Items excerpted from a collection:

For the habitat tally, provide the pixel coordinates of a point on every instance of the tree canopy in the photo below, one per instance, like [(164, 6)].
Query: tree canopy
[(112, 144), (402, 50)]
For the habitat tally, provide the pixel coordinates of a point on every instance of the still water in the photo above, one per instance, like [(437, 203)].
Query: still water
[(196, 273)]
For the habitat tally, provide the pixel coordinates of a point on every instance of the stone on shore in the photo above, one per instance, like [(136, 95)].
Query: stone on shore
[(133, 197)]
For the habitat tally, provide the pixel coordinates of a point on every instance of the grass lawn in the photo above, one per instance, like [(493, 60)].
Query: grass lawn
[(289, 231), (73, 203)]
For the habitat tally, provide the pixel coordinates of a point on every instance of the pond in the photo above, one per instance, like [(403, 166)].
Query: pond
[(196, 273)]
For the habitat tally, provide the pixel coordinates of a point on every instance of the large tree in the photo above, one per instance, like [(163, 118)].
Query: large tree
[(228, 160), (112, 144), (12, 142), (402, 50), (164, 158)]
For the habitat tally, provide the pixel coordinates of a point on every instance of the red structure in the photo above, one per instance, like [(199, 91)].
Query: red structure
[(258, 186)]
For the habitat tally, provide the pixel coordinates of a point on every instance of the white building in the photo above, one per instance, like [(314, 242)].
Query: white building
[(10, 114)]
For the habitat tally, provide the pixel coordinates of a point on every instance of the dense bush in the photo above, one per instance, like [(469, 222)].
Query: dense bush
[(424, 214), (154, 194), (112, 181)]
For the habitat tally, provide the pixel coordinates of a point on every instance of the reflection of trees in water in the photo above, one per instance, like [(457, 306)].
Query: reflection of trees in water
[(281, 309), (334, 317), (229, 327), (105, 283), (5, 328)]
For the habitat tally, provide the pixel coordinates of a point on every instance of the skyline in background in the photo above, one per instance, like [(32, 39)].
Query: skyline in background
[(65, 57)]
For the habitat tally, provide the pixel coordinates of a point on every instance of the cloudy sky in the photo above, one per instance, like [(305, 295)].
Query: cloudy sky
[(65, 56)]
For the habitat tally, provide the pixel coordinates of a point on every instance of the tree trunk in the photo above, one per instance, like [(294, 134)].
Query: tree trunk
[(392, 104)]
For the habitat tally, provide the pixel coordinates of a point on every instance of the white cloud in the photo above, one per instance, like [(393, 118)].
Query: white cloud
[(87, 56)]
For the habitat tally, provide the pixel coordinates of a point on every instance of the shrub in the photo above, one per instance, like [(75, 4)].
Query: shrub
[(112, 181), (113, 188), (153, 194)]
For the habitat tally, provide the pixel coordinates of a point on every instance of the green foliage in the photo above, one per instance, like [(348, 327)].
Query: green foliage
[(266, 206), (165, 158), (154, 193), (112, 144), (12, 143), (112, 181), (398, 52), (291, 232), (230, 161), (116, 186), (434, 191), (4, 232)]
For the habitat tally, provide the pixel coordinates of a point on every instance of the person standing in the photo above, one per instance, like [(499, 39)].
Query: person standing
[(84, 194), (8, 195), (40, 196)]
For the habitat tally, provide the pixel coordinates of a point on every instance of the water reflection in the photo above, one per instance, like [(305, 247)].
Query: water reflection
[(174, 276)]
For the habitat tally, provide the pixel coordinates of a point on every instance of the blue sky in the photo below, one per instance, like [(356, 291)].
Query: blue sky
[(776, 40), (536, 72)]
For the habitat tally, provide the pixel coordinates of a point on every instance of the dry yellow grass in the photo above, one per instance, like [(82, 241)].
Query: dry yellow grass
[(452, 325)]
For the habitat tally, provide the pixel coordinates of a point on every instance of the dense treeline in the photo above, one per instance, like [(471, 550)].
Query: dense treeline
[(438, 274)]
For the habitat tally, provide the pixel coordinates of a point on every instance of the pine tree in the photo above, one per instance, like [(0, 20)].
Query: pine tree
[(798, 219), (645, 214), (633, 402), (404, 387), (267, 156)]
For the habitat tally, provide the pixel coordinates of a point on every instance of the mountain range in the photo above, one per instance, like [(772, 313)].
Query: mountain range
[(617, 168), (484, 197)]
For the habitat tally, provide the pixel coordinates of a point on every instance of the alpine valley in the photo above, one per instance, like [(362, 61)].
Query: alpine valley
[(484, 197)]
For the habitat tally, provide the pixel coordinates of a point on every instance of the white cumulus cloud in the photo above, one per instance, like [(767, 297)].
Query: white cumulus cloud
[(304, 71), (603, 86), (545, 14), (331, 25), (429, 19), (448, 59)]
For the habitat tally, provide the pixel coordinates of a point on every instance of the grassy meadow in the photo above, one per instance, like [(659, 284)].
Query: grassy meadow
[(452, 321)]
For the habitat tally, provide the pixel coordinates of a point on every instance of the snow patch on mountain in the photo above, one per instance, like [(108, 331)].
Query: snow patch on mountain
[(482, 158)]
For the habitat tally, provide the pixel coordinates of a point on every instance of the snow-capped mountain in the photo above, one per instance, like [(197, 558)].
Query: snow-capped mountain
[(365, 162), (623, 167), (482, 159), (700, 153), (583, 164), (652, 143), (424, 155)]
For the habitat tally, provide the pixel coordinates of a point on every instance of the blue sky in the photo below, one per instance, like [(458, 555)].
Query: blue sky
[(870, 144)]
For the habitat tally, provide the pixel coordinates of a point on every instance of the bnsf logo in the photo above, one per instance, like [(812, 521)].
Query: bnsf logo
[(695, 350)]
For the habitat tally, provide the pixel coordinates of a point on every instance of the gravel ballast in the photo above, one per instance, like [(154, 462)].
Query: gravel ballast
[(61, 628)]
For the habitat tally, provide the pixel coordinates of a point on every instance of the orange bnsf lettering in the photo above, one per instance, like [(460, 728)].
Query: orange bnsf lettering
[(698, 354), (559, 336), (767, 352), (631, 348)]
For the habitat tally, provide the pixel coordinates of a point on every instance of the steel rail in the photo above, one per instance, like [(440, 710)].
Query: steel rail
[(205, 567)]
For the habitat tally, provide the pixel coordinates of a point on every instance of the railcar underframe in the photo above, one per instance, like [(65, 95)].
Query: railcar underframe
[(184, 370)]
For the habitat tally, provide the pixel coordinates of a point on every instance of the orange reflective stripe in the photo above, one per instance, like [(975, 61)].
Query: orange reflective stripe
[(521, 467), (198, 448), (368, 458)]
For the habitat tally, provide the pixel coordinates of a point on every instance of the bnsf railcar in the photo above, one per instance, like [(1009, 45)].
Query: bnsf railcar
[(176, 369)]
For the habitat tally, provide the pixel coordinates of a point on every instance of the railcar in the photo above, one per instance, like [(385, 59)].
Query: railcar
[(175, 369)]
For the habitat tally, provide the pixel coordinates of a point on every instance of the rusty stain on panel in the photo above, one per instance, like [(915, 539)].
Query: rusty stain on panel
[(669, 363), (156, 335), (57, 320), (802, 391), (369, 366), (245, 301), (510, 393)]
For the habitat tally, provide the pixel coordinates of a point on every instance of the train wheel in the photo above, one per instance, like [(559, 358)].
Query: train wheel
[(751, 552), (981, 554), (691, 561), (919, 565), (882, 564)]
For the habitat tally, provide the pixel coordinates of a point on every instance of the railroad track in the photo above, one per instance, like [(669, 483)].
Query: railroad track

Instruction:
Put all of the items above into a numbered list, leaving out any blank lines.

Result for this exercise:
1. For the habitat tally, provide the pixel coordinates of a point on every instance of the tree canopy in the photo below, one per instance, like [(164, 6)].
2. Query: tree canopy
3. [(112, 144), (402, 50)]
4. For the habitat tally, provide the pixel coordinates of a point on every instance of the still water in the photo above, one per instance, like [(437, 203)].
5. Query: still water
6. [(196, 273)]
7. For the habitat tally, provide the pixel coordinates of a point on every instance of the stone on shore in the photo above, one per instance, like [(136, 95)].
8. Query: stone on shore
9. [(133, 197)]
10. For the habitat tally, provide the pixel coordinates of a point on every instance of the grass lawn in the photo above, one per instance, like [(493, 60)].
11. Query: grass lawn
12. [(289, 231), (73, 203)]
13. For the habitat tally, provide the pixel coordinates of a point on every instance of the pond in the photo above, one per instance, like [(403, 166)].
14. Query: pond
15. [(196, 273)]
16. For the habitat tally, provide the pixel coordinates of a point on every instance of the large tree in the photo above, one per instance, like [(163, 118)].
17. Query: large tree
18. [(228, 160), (112, 144), (12, 142), (402, 50), (164, 158)]
19. For the habitat tally, provide the pixel coordinates of a point on every instance of the red structure in the photo above, one per instance, like [(199, 91)].
20. Query: red structure
21. [(258, 186)]
22. For the habitat tally, provide the pixel coordinates of a point on every instance of the white building in the photo above, one per instance, like [(314, 242)].
23. Query: white building
24. [(10, 114)]
25. For the habitat tally, provide the pixel coordinates of a point on every instance of the dense bush in the photo above, one per instance, like [(469, 222)].
26. Query: dense bush
27. [(424, 214), (154, 194), (112, 181)]
28. For the habitat tally, provide the pixel coordinates of a point on every instance of the reflection of trees in water in the photo above, one per instance, like [(457, 306)].
29. Query: reflection of trees in water
30. [(281, 309), (334, 317), (229, 327), (105, 283), (5, 328)]
31. For the habitat tally, provide the pixel coordinates of a point on every instance of the skyline in background in the photo above, one per instance, like [(32, 39)].
32. Query: skyline in background
33. [(65, 57)]
34. For the habitat tally, provide the pixel coordinates of a point on every instance of the cloudy sky in the photo above, one per instance, like [(305, 295)].
35. Query: cloudy sky
36. [(65, 56)]
37. For the habitat tally, provide the pixel coordinates of a point on every instance of the tree trunk in the photo above, one per instance, like [(294, 134)].
38. Query: tree trunk
39. [(392, 104)]
40. For the habitat tally, provide the pixel coordinates of a point on every instance of the white cloud in the photo above, one per instance, like [(393, 118)].
41. Query: white cloud
42. [(87, 56)]
43. For the habitat tally, provide the pixel coordinates of a point on every instance of the shrub in the photo above, one per instance, like [(75, 4)].
44. Query: shrub
45. [(112, 181), (113, 188), (153, 194)]
46. For the habitat tally, provide the pixel coordinates of a point on every instance of the green foliage in the photo above, one per instance, like [(348, 327)].
47. Query: green foliage
48. [(266, 206), (165, 158), (154, 193), (112, 144), (12, 143), (112, 181), (398, 52), (291, 232), (230, 161), (116, 186), (434, 191), (4, 232)]
49. For the habitat tally, provide the pixel coordinates of a point on every instance of the person standing in the photo above, one per instance, like [(499, 39)].
50. Query: person standing
51. [(84, 194), (8, 195), (40, 196)]
52. For the habitat tally, provide the pixel coordinates of a point on every instance of the water reflection in the photo above, one per instance, like [(305, 247)].
53. Query: water reflection
54. [(174, 276)]
55. For the habitat tally, provide the pixel coordinates of a point on every instance of the blue sky in the photo below, one per instance, like [(356, 291)].
56. Query: blue sky
57. [(776, 40), (536, 72)]
58. For the habitat tally, provide the pixel coordinates of a point on every instance of the dry yellow grass in the photo above, one per instance, like [(82, 241)].
59. Query: dry yellow grass
60. [(452, 325)]
61. For the habitat tally, provide the pixel coordinates of a point on every instance of the dense treeline in the photo above, one per instance, like [(471, 550)].
62. Query: dense treeline
63. [(438, 274)]
64. For the habitat tally, provide the pixel coordinates of a point on every instance of the pine tree in the photo above, one per instance, like [(0, 20)].
65. Query: pine tree
66. [(798, 219), (645, 214), (633, 402), (404, 387), (267, 156)]
67. For the habitat tally, provide the pixel coordinates of a point on every instance of the mountain range in the photo above, one per instance, like [(772, 313)].
68. Query: mountain range
69. [(617, 168), (484, 197)]
70. For the habitat tally, provide the pixel coordinates of a point on every instance of the alpine valley in the photo above, one per instance, like [(362, 61)].
71. Query: alpine valley
72. [(484, 197)]
73. For the habitat tally, provide the pixel coordinates of a point on every instance of the white cumulus cloud in the photo above, one per instance, like [(767, 297)].
74. Query: white cumulus cloud
75. [(304, 71), (603, 86), (545, 14), (331, 25), (429, 19), (448, 59)]
76. For the habitat tally, provide the pixel coordinates of a point on every instance of the grassy meadow in the photo above, one per instance, like [(659, 284)].
77. Query: grassy meadow
78. [(452, 321)]
79. For the habitat tally, provide the pixel coordinates of a point on every instance of the snow patch on mountain in the photo above, one per instance, like [(108, 331)].
80. Query: snow patch on mountain
81. [(482, 158)]
82. For the habitat tally, provide the pixel coordinates of a point on every instance of the snow-capped mountain in the photo above, one per instance, like [(197, 558)].
83. Query: snow-capped mountain
84. [(365, 162), (623, 167), (482, 159), (700, 153), (583, 164), (652, 143), (424, 155)]
85. For the habitat tally, provide the pixel coordinates of a point on every instance of the blue sky in the photo below, one per instance, like [(458, 555)].
86. Query: blue sky
87. [(870, 144)]
88. For the habitat tally, provide the pixel coordinates of a point on every instance of the bnsf logo in the photo above, one per instance, like [(812, 521)].
89. Query: bnsf logo
90. [(695, 350)]
91. For the habitat tally, provide the pixel coordinates of a point on every instance of the gravel ballast in the photo above, one per instance, like [(154, 462)].
92. Query: gravel ballast
93. [(61, 628)]
94. For the habitat tally, provide the pixel coordinates of a point on every instance of the orange bnsf lettering in the photo above, one per instance, like [(460, 728)].
95. Query: orange bnsf lettering
96. [(698, 354), (559, 336), (767, 352), (631, 348)]
97. For the habitat tally, provide the pixel coordinates of a point on every instance of the steel rail in the photo above, one per instance, like [(440, 710)].
98. Query: steel rail
99. [(205, 567)]
100. For the habitat tally, provide the pixel coordinates of a point on every instance of the railcar underframe in the photo above, one per instance, like [(65, 95)].
101. Query: railcar underframe
102. [(184, 370)]
103. For the habitat tally, provide the pixel coordinates of a point on every instance of the orange reflective stripe in the photo above, one per instance, like [(975, 61)].
104. Query: orange reflective stripe
105. [(521, 467), (198, 448), (368, 458)]
106. For the habitat tally, provide the pixel coordinates of a point on every instance of the bnsf railcar in the photo above, one per instance, like [(1009, 45)].
107. Query: bnsf railcar
108. [(176, 369)]
109. For the habitat tally, provide the pixel coordinates of a point on every instance of the railcar in the photo above, one per instance, like [(385, 59)].
110. Query: railcar
111. [(175, 369)]
112. For the habitat tally, provide the pixel coordinates of a point on every instance of the rusty stain on panel in the photo above, one per instance, like [(915, 539)].
113. Query: rusty stain on panel
114. [(669, 363), (156, 335), (57, 320), (802, 391), (369, 366), (245, 301), (510, 393)]
115. For the habitat tally, provide the pixel coordinates of a point on every instance of the train wheel in the photo above, one per instance, like [(559, 358)].
116. Query: train wheel
117. [(751, 552), (981, 554), (691, 561), (919, 565), (882, 564)]
118. For the habitat tally, provide the pixel coordinates of a point on every instance of the railroad track in the photo above, one per instance, like [(669, 483)].
119. Query: railroad track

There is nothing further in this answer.